■ **EXERCISE DETAILS**
Output every record word for word.

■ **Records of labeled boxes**
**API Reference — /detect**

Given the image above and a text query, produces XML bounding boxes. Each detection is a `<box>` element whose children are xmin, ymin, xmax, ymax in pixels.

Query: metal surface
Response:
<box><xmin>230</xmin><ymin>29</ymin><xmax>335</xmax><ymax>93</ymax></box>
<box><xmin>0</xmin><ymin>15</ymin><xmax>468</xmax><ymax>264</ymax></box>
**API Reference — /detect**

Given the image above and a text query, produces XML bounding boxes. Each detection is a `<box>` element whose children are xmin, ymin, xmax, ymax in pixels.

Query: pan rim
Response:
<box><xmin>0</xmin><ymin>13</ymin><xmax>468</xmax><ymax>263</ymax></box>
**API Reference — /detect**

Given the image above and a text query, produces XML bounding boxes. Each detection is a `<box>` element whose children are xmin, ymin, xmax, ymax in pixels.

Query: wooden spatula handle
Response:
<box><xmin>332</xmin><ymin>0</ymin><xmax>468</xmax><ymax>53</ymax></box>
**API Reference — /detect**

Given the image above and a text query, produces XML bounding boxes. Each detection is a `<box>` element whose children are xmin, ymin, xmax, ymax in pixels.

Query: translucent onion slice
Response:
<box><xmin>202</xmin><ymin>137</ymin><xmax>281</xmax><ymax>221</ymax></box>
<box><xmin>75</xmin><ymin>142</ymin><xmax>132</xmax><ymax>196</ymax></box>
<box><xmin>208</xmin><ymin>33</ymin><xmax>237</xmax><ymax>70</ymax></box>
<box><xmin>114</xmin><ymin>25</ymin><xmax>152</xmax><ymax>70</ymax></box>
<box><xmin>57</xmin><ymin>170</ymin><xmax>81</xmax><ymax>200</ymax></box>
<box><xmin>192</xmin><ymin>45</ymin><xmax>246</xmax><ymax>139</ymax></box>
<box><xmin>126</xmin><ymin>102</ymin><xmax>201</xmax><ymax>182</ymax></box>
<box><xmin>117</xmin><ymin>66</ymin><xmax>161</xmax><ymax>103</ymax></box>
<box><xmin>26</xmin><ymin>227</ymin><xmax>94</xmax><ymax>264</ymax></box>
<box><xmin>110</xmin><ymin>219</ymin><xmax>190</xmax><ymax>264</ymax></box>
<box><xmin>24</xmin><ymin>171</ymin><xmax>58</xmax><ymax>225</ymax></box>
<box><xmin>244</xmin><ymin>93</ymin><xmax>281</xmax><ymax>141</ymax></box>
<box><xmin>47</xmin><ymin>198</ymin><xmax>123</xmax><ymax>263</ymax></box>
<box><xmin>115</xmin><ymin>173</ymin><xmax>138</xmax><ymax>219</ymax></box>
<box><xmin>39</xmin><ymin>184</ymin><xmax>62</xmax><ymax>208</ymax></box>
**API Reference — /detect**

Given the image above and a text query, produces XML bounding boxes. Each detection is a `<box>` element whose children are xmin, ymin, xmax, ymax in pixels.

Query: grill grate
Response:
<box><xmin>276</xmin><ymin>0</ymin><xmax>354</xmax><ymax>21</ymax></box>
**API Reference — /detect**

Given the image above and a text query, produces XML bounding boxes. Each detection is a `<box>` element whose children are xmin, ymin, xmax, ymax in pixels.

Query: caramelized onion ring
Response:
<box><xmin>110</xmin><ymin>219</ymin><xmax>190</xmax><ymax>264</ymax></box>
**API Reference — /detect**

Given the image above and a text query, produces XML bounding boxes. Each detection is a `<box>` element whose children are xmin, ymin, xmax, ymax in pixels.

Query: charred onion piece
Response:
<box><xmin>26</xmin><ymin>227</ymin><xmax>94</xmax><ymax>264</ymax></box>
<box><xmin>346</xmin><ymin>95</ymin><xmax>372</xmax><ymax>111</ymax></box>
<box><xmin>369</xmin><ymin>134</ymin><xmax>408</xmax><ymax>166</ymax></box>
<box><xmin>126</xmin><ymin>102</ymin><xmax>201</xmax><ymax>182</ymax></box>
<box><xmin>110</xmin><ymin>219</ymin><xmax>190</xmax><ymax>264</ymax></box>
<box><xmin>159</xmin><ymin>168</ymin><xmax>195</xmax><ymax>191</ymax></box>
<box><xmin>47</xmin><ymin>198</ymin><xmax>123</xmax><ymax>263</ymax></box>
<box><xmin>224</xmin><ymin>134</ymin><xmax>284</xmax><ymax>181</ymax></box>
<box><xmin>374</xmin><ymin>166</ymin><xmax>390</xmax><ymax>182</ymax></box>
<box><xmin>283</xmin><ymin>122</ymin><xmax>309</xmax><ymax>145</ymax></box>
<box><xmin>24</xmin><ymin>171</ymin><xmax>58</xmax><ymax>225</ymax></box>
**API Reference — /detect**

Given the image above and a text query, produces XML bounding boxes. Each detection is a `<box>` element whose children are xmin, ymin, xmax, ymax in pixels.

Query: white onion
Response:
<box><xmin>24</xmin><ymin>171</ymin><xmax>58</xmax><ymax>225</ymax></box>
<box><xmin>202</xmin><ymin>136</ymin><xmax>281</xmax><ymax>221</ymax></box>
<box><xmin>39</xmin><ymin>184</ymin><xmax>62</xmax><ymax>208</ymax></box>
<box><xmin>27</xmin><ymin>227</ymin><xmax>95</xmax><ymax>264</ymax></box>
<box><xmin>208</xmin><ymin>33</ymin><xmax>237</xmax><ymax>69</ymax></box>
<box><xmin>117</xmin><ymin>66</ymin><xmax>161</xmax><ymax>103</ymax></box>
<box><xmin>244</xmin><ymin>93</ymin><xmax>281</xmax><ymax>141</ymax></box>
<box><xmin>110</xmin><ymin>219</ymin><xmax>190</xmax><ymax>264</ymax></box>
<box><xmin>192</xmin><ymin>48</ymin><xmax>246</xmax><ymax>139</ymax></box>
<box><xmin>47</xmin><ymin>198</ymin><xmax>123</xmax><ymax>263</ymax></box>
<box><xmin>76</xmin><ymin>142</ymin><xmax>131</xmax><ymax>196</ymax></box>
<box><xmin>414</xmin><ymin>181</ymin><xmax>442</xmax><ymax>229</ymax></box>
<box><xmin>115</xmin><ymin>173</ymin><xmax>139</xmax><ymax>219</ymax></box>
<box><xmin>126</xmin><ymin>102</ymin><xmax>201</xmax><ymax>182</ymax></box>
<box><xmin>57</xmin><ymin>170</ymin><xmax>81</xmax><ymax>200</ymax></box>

■ **ANSWER IN FULL**
**API Reference — /detect**

Given the image above and a text query, produces XML bounding boxes. Each detection is a `<box>` element whose children are xmin, ymin, xmax, ymax in pixels.

Query: metal surface
Response:
<box><xmin>230</xmin><ymin>29</ymin><xmax>335</xmax><ymax>93</ymax></box>
<box><xmin>0</xmin><ymin>15</ymin><xmax>468</xmax><ymax>264</ymax></box>
**API Reference — /detect**

Given the image above and a text query, produces XML bounding boxes. Each detection is a `<box>` element whose children are xmin, ymin, xmax, ymax in pixels.

Query: pan rim
Response:
<box><xmin>0</xmin><ymin>13</ymin><xmax>468</xmax><ymax>263</ymax></box>
**API Reference — /detect**

Given the image above and a text query, produces XML bounding boxes. Each detection is a `<box>` element whose children are xmin, ymin, xmax, ymax in pixels.

Query: wooden spatula handle
Response:
<box><xmin>332</xmin><ymin>0</ymin><xmax>468</xmax><ymax>53</ymax></box>
**API Reference — /detect**

Given the image above and a text query, produces XML bounding boxes. Each detection is a `<box>` element whose children are xmin, ymin, xmax, ymax in pixels.

Query: translucent onion slice
Response:
<box><xmin>202</xmin><ymin>137</ymin><xmax>281</xmax><ymax>221</ymax></box>
<box><xmin>75</xmin><ymin>142</ymin><xmax>132</xmax><ymax>196</ymax></box>
<box><xmin>208</xmin><ymin>33</ymin><xmax>237</xmax><ymax>70</ymax></box>
<box><xmin>114</xmin><ymin>25</ymin><xmax>152</xmax><ymax>70</ymax></box>
<box><xmin>57</xmin><ymin>170</ymin><xmax>81</xmax><ymax>200</ymax></box>
<box><xmin>192</xmin><ymin>45</ymin><xmax>246</xmax><ymax>139</ymax></box>
<box><xmin>126</xmin><ymin>102</ymin><xmax>201</xmax><ymax>182</ymax></box>
<box><xmin>117</xmin><ymin>66</ymin><xmax>161</xmax><ymax>103</ymax></box>
<box><xmin>26</xmin><ymin>227</ymin><xmax>94</xmax><ymax>264</ymax></box>
<box><xmin>110</xmin><ymin>219</ymin><xmax>190</xmax><ymax>264</ymax></box>
<box><xmin>24</xmin><ymin>171</ymin><xmax>58</xmax><ymax>225</ymax></box>
<box><xmin>244</xmin><ymin>93</ymin><xmax>281</xmax><ymax>141</ymax></box>
<box><xmin>47</xmin><ymin>198</ymin><xmax>123</xmax><ymax>263</ymax></box>
<box><xmin>115</xmin><ymin>173</ymin><xmax>138</xmax><ymax>219</ymax></box>
<box><xmin>39</xmin><ymin>184</ymin><xmax>62</xmax><ymax>208</ymax></box>
**API Reference — /detect**

Given the image above and a text query, produces XML bounding boxes. Each detection is a `<box>` element whose children are xmin, ymin, xmax, ymax in pixels.

Query: grill grate
Response:
<box><xmin>276</xmin><ymin>0</ymin><xmax>354</xmax><ymax>21</ymax></box>
**API Reference — /detect**

Given the image above and a text query, produces XML bounding boxes. Each detection is a `<box>` element whose children are xmin, ymin, xmax, ymax in pixels.

Query: caramelized onion ring
Response:
<box><xmin>110</xmin><ymin>219</ymin><xmax>190</xmax><ymax>264</ymax></box>
**API Reference — /detect**

Given the image above and a text query, produces XML bounding boxes. Each detection is a `<box>` element whose children are xmin, ymin, xmax, ymax in pixels.

Query: charred onion piece
Response:
<box><xmin>26</xmin><ymin>227</ymin><xmax>94</xmax><ymax>264</ymax></box>
<box><xmin>346</xmin><ymin>95</ymin><xmax>372</xmax><ymax>111</ymax></box>
<box><xmin>369</xmin><ymin>134</ymin><xmax>408</xmax><ymax>166</ymax></box>
<box><xmin>126</xmin><ymin>102</ymin><xmax>201</xmax><ymax>182</ymax></box>
<box><xmin>110</xmin><ymin>219</ymin><xmax>190</xmax><ymax>264</ymax></box>
<box><xmin>159</xmin><ymin>168</ymin><xmax>195</xmax><ymax>191</ymax></box>
<box><xmin>47</xmin><ymin>198</ymin><xmax>123</xmax><ymax>263</ymax></box>
<box><xmin>224</xmin><ymin>134</ymin><xmax>284</xmax><ymax>181</ymax></box>
<box><xmin>374</xmin><ymin>166</ymin><xmax>390</xmax><ymax>182</ymax></box>
<box><xmin>283</xmin><ymin>122</ymin><xmax>309</xmax><ymax>145</ymax></box>
<box><xmin>24</xmin><ymin>171</ymin><xmax>58</xmax><ymax>225</ymax></box>
**API Reference — /detect**

Given the image above and a text query, produces XML bounding boxes. Each detection is a `<box>` element whose children are xmin, ymin, xmax, ymax in pixels.

Query: white onion
Response:
<box><xmin>24</xmin><ymin>171</ymin><xmax>58</xmax><ymax>225</ymax></box>
<box><xmin>202</xmin><ymin>136</ymin><xmax>281</xmax><ymax>221</ymax></box>
<box><xmin>39</xmin><ymin>184</ymin><xmax>62</xmax><ymax>208</ymax></box>
<box><xmin>27</xmin><ymin>227</ymin><xmax>95</xmax><ymax>264</ymax></box>
<box><xmin>208</xmin><ymin>33</ymin><xmax>237</xmax><ymax>69</ymax></box>
<box><xmin>117</xmin><ymin>66</ymin><xmax>161</xmax><ymax>103</ymax></box>
<box><xmin>244</xmin><ymin>93</ymin><xmax>281</xmax><ymax>141</ymax></box>
<box><xmin>110</xmin><ymin>219</ymin><xmax>190</xmax><ymax>264</ymax></box>
<box><xmin>192</xmin><ymin>48</ymin><xmax>246</xmax><ymax>139</ymax></box>
<box><xmin>47</xmin><ymin>198</ymin><xmax>123</xmax><ymax>263</ymax></box>
<box><xmin>76</xmin><ymin>142</ymin><xmax>131</xmax><ymax>196</ymax></box>
<box><xmin>414</xmin><ymin>181</ymin><xmax>442</xmax><ymax>229</ymax></box>
<box><xmin>115</xmin><ymin>173</ymin><xmax>139</xmax><ymax>219</ymax></box>
<box><xmin>126</xmin><ymin>102</ymin><xmax>201</xmax><ymax>182</ymax></box>
<box><xmin>57</xmin><ymin>170</ymin><xmax>81</xmax><ymax>200</ymax></box>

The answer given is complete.